SET EXERCISE: Rename "sheer curtain" to "window drape" in the records from the line with "Each instance of the sheer" up to and including the line with "[[152, 197], [219, 190], [23, 293]]", and output only those lines with nothing else changed.

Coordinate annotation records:
───

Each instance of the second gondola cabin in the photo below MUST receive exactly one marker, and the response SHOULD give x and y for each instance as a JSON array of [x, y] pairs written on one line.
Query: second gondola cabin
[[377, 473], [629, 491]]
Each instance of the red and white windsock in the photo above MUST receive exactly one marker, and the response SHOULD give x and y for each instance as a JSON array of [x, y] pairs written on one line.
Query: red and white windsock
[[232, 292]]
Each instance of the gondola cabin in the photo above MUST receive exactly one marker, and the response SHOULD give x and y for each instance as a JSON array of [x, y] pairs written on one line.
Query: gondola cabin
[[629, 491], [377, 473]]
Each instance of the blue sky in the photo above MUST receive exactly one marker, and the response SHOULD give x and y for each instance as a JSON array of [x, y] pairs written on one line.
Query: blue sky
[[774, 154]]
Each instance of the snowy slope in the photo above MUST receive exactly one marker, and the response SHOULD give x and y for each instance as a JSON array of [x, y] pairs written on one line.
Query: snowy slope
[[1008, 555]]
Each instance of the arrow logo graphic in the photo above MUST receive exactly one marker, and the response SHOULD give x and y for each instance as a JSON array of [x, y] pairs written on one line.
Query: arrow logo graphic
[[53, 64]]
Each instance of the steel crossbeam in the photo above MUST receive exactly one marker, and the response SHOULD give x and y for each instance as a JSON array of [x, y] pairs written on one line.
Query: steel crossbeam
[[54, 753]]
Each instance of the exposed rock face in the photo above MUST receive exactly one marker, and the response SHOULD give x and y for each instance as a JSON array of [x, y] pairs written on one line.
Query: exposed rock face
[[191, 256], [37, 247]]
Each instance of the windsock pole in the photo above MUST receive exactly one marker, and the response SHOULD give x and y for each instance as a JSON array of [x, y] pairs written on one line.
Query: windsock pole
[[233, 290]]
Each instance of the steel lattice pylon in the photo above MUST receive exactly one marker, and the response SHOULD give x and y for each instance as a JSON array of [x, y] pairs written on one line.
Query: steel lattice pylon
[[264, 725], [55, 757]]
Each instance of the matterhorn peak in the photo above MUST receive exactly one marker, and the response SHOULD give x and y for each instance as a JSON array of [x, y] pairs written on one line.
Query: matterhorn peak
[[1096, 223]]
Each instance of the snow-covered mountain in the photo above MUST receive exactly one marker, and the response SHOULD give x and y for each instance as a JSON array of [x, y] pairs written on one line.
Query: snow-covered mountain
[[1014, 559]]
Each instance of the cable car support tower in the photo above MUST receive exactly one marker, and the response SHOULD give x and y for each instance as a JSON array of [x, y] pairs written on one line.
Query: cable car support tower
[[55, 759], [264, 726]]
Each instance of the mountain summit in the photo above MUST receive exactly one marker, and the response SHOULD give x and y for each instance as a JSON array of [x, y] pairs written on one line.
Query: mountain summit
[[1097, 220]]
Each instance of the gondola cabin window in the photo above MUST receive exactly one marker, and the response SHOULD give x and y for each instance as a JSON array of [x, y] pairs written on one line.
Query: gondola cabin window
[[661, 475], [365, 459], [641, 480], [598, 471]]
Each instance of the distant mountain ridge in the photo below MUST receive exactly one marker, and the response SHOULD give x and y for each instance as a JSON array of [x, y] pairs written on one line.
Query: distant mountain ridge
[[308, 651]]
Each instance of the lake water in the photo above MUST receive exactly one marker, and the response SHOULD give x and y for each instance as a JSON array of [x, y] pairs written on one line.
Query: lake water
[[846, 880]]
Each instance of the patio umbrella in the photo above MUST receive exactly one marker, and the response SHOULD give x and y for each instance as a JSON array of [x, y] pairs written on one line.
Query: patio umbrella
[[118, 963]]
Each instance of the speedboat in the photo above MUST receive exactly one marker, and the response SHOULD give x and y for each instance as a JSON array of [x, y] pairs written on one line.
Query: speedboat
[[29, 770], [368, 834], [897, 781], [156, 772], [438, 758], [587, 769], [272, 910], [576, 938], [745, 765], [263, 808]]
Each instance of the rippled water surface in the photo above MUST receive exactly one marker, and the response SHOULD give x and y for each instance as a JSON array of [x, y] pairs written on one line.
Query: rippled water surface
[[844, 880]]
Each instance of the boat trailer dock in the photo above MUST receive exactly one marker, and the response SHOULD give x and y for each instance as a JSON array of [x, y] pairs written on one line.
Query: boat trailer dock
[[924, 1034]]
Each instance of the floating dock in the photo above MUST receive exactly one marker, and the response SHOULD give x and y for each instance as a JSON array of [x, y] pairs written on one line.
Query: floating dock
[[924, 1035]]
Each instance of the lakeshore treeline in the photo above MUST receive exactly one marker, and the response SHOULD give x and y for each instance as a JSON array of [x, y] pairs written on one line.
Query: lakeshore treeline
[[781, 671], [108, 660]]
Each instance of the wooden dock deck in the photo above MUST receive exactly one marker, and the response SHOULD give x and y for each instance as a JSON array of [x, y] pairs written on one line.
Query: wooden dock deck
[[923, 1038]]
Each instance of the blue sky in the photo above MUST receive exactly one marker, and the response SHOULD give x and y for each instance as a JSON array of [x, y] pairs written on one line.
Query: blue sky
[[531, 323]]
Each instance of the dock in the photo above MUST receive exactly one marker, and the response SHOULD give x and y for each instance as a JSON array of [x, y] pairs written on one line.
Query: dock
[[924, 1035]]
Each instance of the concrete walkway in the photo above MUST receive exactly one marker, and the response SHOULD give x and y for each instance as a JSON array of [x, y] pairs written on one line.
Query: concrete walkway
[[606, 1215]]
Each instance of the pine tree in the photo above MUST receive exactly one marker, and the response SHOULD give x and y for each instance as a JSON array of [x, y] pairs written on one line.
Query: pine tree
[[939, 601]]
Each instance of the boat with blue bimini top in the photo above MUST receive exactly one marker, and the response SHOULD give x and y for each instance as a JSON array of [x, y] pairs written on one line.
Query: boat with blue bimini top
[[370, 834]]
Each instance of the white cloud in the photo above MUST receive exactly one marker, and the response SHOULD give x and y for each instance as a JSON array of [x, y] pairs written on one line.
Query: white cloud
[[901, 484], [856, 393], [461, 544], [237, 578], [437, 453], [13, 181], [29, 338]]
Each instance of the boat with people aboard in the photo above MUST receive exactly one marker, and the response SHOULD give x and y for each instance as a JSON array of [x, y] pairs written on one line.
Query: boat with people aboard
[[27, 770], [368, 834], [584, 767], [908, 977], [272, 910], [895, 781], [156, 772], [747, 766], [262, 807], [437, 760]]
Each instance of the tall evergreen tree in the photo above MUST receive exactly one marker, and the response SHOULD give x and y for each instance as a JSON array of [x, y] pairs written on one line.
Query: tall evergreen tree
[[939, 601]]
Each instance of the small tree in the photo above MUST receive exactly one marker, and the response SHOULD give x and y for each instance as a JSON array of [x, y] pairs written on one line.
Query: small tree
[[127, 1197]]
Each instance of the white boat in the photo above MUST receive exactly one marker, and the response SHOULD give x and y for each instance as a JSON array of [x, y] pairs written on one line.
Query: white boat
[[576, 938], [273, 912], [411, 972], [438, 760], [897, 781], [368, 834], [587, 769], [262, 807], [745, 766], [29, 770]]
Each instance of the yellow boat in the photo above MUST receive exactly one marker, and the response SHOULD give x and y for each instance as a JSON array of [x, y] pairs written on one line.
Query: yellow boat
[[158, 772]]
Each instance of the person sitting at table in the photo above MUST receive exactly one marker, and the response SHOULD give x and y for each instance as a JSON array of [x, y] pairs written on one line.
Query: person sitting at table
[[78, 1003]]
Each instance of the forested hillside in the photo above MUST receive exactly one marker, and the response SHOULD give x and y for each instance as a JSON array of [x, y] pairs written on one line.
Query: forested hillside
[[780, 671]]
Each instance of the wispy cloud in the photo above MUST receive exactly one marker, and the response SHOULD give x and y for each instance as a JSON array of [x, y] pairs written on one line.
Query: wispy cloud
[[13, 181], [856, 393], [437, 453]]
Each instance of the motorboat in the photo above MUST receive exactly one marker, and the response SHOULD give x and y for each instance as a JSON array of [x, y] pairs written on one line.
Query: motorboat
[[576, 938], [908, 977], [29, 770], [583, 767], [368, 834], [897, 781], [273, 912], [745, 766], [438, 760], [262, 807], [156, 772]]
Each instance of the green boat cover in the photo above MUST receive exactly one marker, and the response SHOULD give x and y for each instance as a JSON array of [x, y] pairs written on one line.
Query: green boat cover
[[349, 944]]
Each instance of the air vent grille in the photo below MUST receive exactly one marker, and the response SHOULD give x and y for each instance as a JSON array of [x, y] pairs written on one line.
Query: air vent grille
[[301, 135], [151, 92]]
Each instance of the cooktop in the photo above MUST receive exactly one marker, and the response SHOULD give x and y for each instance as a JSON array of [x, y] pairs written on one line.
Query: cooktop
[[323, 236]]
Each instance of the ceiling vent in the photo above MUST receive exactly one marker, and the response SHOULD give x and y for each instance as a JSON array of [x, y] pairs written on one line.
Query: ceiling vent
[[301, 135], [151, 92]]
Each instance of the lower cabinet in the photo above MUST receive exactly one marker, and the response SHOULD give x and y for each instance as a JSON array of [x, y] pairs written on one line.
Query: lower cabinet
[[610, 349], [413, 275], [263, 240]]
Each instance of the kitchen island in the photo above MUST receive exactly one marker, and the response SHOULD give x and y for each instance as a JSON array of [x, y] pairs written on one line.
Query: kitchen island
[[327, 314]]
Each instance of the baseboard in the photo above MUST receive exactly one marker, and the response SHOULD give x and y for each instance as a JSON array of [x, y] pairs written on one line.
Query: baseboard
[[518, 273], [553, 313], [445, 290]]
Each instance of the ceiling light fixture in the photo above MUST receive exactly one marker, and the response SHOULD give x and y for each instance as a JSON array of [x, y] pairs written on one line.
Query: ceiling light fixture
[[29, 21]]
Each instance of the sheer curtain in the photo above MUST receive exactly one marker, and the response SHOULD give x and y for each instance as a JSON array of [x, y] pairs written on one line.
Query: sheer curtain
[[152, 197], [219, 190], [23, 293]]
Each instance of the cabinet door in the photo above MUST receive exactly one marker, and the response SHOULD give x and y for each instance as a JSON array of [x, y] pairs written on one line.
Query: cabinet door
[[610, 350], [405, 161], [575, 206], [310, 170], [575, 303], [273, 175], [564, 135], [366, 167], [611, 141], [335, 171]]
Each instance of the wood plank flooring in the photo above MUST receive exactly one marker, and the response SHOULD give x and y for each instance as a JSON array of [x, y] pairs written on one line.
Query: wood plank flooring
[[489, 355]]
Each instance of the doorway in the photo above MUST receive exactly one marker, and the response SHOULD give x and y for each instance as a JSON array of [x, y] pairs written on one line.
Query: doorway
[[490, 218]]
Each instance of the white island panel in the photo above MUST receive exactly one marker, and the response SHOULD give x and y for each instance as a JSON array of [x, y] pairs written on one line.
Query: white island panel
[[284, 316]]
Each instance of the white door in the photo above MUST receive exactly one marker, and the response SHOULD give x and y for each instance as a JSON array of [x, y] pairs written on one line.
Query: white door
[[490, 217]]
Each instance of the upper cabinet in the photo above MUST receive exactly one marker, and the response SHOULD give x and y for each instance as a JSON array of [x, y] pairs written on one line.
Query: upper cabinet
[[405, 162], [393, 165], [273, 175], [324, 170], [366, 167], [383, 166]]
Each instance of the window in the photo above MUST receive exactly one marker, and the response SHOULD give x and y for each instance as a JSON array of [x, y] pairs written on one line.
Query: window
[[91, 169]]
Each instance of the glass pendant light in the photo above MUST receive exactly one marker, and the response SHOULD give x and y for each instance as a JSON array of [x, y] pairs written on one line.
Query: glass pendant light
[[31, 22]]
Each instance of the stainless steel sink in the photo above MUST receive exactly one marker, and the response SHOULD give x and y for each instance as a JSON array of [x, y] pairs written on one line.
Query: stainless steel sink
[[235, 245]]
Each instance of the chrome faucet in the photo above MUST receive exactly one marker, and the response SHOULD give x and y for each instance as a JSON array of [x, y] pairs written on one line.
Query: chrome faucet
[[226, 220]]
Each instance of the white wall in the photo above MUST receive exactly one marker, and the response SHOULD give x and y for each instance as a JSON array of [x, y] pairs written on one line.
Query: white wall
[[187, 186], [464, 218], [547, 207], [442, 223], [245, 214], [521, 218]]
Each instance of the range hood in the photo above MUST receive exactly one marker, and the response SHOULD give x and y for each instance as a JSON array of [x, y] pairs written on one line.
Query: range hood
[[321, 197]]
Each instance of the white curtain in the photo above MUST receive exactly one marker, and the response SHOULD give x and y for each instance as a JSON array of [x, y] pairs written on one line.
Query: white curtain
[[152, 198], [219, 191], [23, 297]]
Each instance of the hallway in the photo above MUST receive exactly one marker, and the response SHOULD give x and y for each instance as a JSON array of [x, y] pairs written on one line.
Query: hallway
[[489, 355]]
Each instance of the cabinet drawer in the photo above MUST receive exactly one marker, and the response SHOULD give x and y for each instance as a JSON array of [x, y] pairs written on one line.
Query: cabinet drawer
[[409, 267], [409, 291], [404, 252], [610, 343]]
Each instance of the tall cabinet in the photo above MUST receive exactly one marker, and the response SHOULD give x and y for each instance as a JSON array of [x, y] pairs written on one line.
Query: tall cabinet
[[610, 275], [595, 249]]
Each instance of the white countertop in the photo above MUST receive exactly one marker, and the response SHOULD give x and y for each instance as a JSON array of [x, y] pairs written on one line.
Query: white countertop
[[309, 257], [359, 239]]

───

REPLY TO THE TASK:
Each instance of the window drape in the photo above MUST receive exactly one marker, and the response SHOULD give x and y for each instance as a JSON array of [x, y] pairs written on one line.
Query: window drape
[[152, 197], [219, 190], [23, 293]]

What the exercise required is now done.